> **TEXT TO READ**:
>>
Likewise a 3-byte series has a range of 8,320 to 2,105,471 and a 4-byte series has a range of 2,105,472 to 538,876,383. Code 11 indicates a full 32-bit
value is provided in the next 4 bytes. In the 64 bit regimes there are three control bits for range, and in signed regimes an extra control bit is used
to indicate negative numbers. |
Length Indicator: |
A length indicator is a serilized integer, used to indicate the length (size) of an entity. By convention, length indicators directly precede the entity
in question. Also by convention, the stated length does not include that of the length indicator itself. As entity length should not be unduly large and
cannot be negative, length indicators use the 32-bit unsigned serial integer regime. |
JSON: |
JavaScript Object Notation. Widely used to represent hierarchical data objects. Discussed in article 5.4 "Data Encoding". |
EDO: |
Encoded Data Object: Discussed in article 5.4 "Data Encoding". |
Cstr: |
Null terminated character string. |
XML-esce: |
The HadronZoo term for "near or similar to" XML (Extensible Markup Language). HadronZoo uses XML-esce, rather than formal XML for configuration. The tag
rules are exactly same but there are no DTD (document type Definition) files involved. All the tags used are expected by the reader program. |
VTTO: |
Acronym for Volume/Traffic Tradeoff, pronounced as 'VETO'. VTTO metrics are important in RAM Primacy cost-benefit analysis, and in the related matter of
system server topology. VTTO evaluation considers the relationship between a body of data and the user action (traffic), that accesses and operates upon
it. The tradeoff is between the cost and benfits of RAM Primacy, i.e. memory consumption vs performance. |
GDPR: |
General Data Protection Regulations |
<<
> **SUPPLIED DATA**:
>>
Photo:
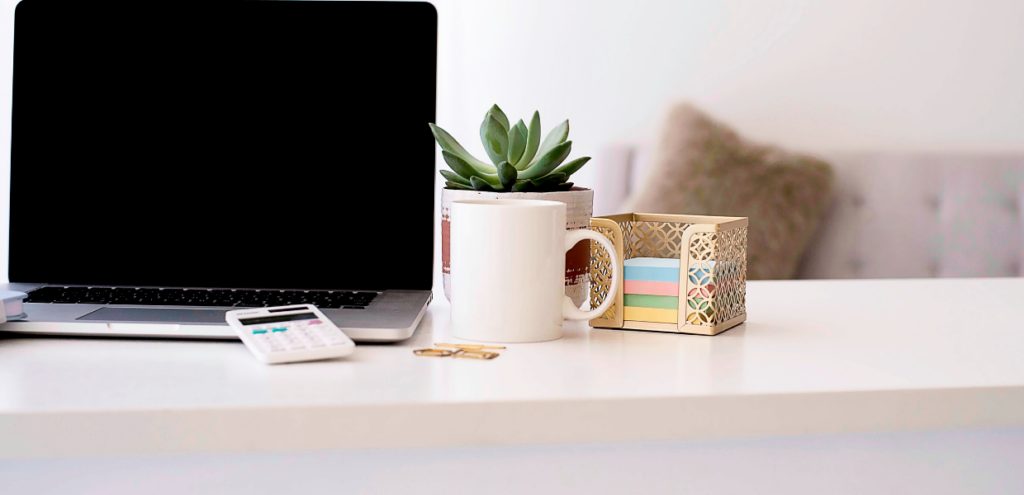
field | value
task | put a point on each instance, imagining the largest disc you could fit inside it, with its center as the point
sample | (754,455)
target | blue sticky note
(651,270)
<<
>>
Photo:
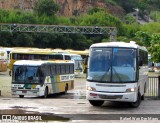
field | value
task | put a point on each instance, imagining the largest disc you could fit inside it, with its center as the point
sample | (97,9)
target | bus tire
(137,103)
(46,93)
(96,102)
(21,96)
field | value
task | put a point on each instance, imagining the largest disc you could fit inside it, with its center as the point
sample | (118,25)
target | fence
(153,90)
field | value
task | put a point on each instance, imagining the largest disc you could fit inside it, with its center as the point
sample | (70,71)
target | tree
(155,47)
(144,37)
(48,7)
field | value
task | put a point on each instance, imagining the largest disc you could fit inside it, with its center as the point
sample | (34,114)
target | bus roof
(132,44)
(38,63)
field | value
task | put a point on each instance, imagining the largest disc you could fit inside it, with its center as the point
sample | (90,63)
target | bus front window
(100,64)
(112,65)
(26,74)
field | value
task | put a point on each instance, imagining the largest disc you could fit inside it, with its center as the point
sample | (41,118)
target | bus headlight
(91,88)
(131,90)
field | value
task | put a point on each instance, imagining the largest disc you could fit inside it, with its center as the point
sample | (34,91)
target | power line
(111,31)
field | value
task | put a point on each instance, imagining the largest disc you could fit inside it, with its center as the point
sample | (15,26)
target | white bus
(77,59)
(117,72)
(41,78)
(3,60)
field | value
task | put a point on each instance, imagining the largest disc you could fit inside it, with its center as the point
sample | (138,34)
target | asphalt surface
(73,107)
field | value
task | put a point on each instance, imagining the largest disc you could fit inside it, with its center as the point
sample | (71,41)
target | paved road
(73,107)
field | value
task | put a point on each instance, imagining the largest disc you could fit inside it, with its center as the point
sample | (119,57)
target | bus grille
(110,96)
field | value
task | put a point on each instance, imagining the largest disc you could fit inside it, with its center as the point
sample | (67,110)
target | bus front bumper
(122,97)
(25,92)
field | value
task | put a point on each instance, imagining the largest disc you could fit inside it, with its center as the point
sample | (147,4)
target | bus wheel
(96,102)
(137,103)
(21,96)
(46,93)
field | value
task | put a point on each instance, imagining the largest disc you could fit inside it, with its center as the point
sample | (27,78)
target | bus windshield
<<
> **REQUIREMENTS**:
A: Using the glossary text above, answer each question below.
(i) What range does a 4-byte series have?
(ii) Which integer regime do length indicators use?
(iii) How is the acronym VTTO pronounced?
B: Pull out every line of the listing above that contains the string "front", matching case exactly.

> **SET OF ANSWERS**:
A:
(i) 2,105,472 to 538,876,383
(ii) The 32-bit unsigned serial integer regime
(iii) As 'VETO'

B:
target | bus front window
target | bus front bumper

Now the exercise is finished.